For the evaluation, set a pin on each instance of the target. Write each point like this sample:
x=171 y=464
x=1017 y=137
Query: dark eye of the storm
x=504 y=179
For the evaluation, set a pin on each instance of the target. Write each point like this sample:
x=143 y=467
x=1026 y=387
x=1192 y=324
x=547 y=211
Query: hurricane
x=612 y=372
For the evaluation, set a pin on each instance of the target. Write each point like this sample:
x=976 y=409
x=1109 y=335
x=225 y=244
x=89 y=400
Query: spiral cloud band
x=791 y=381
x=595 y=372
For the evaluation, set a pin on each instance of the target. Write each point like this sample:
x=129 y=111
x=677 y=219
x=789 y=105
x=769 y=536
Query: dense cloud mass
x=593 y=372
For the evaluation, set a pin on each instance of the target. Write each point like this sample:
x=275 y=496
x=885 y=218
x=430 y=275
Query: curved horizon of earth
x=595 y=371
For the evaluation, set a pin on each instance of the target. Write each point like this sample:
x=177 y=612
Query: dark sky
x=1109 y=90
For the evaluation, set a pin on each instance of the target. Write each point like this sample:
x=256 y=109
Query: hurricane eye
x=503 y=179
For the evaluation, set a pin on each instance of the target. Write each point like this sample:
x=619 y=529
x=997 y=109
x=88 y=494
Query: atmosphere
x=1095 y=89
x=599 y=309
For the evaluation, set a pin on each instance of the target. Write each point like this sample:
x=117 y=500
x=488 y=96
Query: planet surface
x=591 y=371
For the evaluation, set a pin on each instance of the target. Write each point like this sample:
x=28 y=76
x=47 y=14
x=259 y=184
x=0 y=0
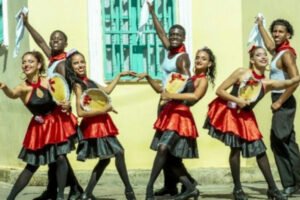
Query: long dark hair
x=211 y=71
x=71 y=76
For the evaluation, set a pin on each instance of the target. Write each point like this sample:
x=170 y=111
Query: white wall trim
x=184 y=12
x=96 y=69
x=5 y=23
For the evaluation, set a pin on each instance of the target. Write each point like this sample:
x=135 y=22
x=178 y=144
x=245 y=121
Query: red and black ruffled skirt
x=49 y=136
x=100 y=139
x=176 y=129
x=236 y=128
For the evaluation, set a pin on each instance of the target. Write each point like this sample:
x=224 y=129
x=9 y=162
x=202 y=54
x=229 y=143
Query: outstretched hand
x=150 y=6
x=25 y=17
x=2 y=85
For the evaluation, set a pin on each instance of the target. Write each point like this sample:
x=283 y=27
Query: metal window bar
x=122 y=51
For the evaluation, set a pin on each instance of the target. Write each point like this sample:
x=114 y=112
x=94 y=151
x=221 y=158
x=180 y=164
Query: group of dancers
x=54 y=130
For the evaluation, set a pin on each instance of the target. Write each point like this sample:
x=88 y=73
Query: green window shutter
x=122 y=51
x=1 y=23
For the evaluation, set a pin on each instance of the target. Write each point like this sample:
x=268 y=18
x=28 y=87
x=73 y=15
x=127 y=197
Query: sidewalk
x=115 y=191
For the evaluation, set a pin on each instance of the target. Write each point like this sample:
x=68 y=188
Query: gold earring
x=22 y=75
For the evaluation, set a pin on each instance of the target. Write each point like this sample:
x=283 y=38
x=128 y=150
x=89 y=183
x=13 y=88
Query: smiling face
x=176 y=37
x=259 y=59
x=57 y=42
x=280 y=34
x=202 y=62
x=30 y=65
x=79 y=65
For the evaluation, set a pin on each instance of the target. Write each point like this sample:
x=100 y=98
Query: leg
x=121 y=167
x=234 y=161
x=61 y=175
x=51 y=191
x=282 y=161
x=180 y=171
x=263 y=163
x=158 y=164
x=22 y=181
x=75 y=188
x=95 y=176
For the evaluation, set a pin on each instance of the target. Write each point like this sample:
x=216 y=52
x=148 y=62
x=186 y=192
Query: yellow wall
x=221 y=25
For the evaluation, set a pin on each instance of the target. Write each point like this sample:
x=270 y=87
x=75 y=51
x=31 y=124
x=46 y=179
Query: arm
x=279 y=85
x=233 y=78
x=159 y=29
x=183 y=64
x=37 y=37
x=113 y=84
x=154 y=84
x=270 y=45
x=14 y=93
x=91 y=113
x=195 y=96
x=288 y=60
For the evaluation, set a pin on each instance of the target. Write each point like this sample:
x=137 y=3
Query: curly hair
x=211 y=71
x=285 y=23
x=61 y=32
x=71 y=76
x=40 y=58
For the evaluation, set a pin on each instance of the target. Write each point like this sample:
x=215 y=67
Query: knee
x=105 y=162
x=162 y=149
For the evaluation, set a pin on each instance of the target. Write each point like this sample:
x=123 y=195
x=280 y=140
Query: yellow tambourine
x=175 y=83
x=94 y=99
x=58 y=88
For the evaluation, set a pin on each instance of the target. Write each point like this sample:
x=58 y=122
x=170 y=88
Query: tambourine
x=58 y=88
x=175 y=83
x=250 y=89
x=94 y=99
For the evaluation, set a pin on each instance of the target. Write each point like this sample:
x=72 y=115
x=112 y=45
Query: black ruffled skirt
x=48 y=154
x=102 y=148
x=248 y=148
x=182 y=147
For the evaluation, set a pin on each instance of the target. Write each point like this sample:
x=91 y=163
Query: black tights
x=29 y=170
x=100 y=167
x=159 y=162
x=262 y=161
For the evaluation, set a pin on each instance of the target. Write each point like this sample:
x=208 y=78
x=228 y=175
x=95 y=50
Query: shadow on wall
x=3 y=52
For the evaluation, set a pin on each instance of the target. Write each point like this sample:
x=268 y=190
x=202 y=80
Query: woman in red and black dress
x=176 y=132
x=51 y=133
x=230 y=119
x=98 y=129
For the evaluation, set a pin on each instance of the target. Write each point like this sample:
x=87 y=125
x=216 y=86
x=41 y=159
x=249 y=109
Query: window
x=122 y=50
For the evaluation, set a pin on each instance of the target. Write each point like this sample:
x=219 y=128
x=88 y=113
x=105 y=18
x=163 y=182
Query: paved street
x=115 y=192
---
• Aim of the exercise: Please revise every row above by replacing "set a pin on" with "place a marker on" and leaving everything else as it is. Omit the pictures from your answer.

• Correct response:
For the evaluation, place a marker on each instance of the target. Write each point like this sample:
x=171 y=464
x=1017 y=137
Query: dark eye of the storm
x=504 y=179
For the evaluation, place a marker on each instance of the target. Write each point like this sample:
x=143 y=467
x=1026 y=387
x=1192 y=324
x=547 y=211
Query: hurricane
x=612 y=372
For the evaluation, place a marker on each instance of the target. Write each point like this sample:
x=976 y=409
x=1109 y=335
x=225 y=244
x=89 y=400
Query: spiral cloud band
x=791 y=381
x=595 y=372
For the evaluation, place a marker on each instance of the target. Write each point like this sample:
x=129 y=111
x=677 y=219
x=789 y=105
x=769 y=536
Query: dense cloud mass
x=593 y=372
For the evaluation, place a marker on each instance of the target. Write each point like this sample:
x=275 y=496
x=885 y=218
x=430 y=275
Query: curved horizon of earth
x=595 y=371
For the evaluation, place a marker on each instance of the target. Write each point like this sample:
x=177 y=612
Query: dark sky
x=1109 y=90
For the evaluation, place a marker on each instance of the target. Write each point like this sample:
x=256 y=109
Query: hurricane eye
x=503 y=179
For the evaluation, place a marker on each instance of the target. Write each point like this sample:
x=619 y=529
x=997 y=109
x=88 y=494
Query: atmosphere
x=1095 y=89
x=599 y=309
For the evaluation, place a marker on each instance of the target. Write each point like this sample:
x=117 y=500
x=488 y=96
Query: planet surface
x=591 y=371
For the evaluation, place a marker on each instance of the target. Write each point like this sample:
x=28 y=76
x=47 y=14
x=259 y=184
x=0 y=0
Query: long dark hair
x=211 y=71
x=71 y=76
For the evaluation, place a marker on each instance of the target. Write each point like this sample:
x=170 y=111
Query: white wall trim
x=184 y=12
x=96 y=69
x=5 y=23
For the evaluation, place a marker on each instance of the target. Write each point like this sample:
x=135 y=22
x=178 y=144
x=245 y=121
Query: red and black ruffled skirt
x=49 y=136
x=100 y=139
x=176 y=129
x=236 y=128
For the evaluation, place a marker on each instance of the target. Write each point like this sample:
x=224 y=129
x=9 y=162
x=202 y=54
x=229 y=143
Query: outstretched hand
x=150 y=6
x=25 y=17
x=2 y=85
For the evaluation, place a marker on each instance of the target. Write each point like this sample:
x=283 y=27
Query: metal window bar
x=122 y=51
For the evaluation, place a marker on each instance of the target. Write each point like this sample:
x=114 y=112
x=94 y=151
x=221 y=158
x=180 y=164
Query: group of dancers
x=54 y=130
For the evaluation, place a marker on each instance of the target. Write each point like this sample:
x=88 y=73
Query: green window shutter
x=122 y=51
x=1 y=23
For the evaluation, place a marker on each instance of the target. Write each point like this sample:
x=268 y=18
x=28 y=87
x=73 y=15
x=127 y=197
Query: sidewalk
x=115 y=191
For the evaluation, place a marker on each instance of the target. Write each point like this sample:
x=68 y=188
Query: gold earring
x=22 y=75
For the evaluation, place a marker on each instance of the target. Write each point like this sample:
x=283 y=38
x=128 y=150
x=89 y=183
x=13 y=88
Query: smiling face
x=176 y=37
x=259 y=59
x=57 y=42
x=280 y=34
x=202 y=62
x=30 y=65
x=79 y=65
For the evaluation, place a marker on each instance of the target. Write each point like this sample:
x=100 y=98
Query: leg
x=121 y=167
x=234 y=161
x=61 y=175
x=51 y=191
x=282 y=161
x=180 y=171
x=263 y=163
x=158 y=164
x=22 y=181
x=75 y=188
x=95 y=176
For the evaluation, place a marker on each instance of the target. Write each point like this sample:
x=216 y=52
x=148 y=62
x=186 y=192
Query: yellow wall
x=221 y=25
For the evaluation, place a marker on each instance of the target. Write each point like this sample:
x=270 y=87
x=75 y=51
x=31 y=124
x=46 y=179
Query: arm
x=279 y=85
x=233 y=78
x=159 y=29
x=183 y=64
x=37 y=37
x=113 y=84
x=154 y=84
x=270 y=45
x=14 y=93
x=91 y=113
x=195 y=96
x=288 y=60
For the evaluation, place a marker on each instance of the target. Write each point like this sample:
x=137 y=3
Query: curly hair
x=211 y=71
x=285 y=23
x=61 y=32
x=71 y=76
x=40 y=58
For the evaluation, place a marker on each instance of the target. Write each point like this sample:
x=215 y=67
Query: knee
x=105 y=162
x=162 y=149
For the evaluation, place a marker on each instance of the target. Write each point like this sample:
x=123 y=195
x=280 y=140
Query: yellow tambourine
x=175 y=83
x=94 y=99
x=58 y=88
For the evaluation, place a marker on each instance of the target. Write each point like this sample:
x=58 y=122
x=170 y=88
Query: tambourine
x=58 y=88
x=175 y=83
x=250 y=89
x=94 y=99
For the evaluation, place a marker on each instance of the target. Write each point like this sample:
x=72 y=115
x=112 y=45
Query: black ruffled skirt
x=48 y=154
x=102 y=148
x=248 y=148
x=182 y=147
For the evaluation, place a marker on each instance of the target. Write each point like this sample:
x=91 y=163
Query: black tights
x=29 y=170
x=100 y=167
x=159 y=162
x=262 y=161
For the evaluation, place a marker on each instance of the target. Write each point like this sample:
x=208 y=78
x=228 y=175
x=95 y=50
Query: shadow on wall
x=3 y=52
For the evaluation, place a marker on each instance of the target. Write each point like this sample:
x=268 y=190
x=202 y=80
Query: woman in red and black dress
x=176 y=132
x=51 y=133
x=230 y=119
x=98 y=129
For the evaluation, place a marker on each instance of the target. Write each point like this sample:
x=87 y=125
x=216 y=86
x=41 y=159
x=249 y=109
Query: window
x=122 y=50
For the evaluation, place a marker on each instance of the target. Write each point like this sample:
x=219 y=128
x=88 y=113
x=105 y=18
x=163 y=182
Query: paved street
x=115 y=192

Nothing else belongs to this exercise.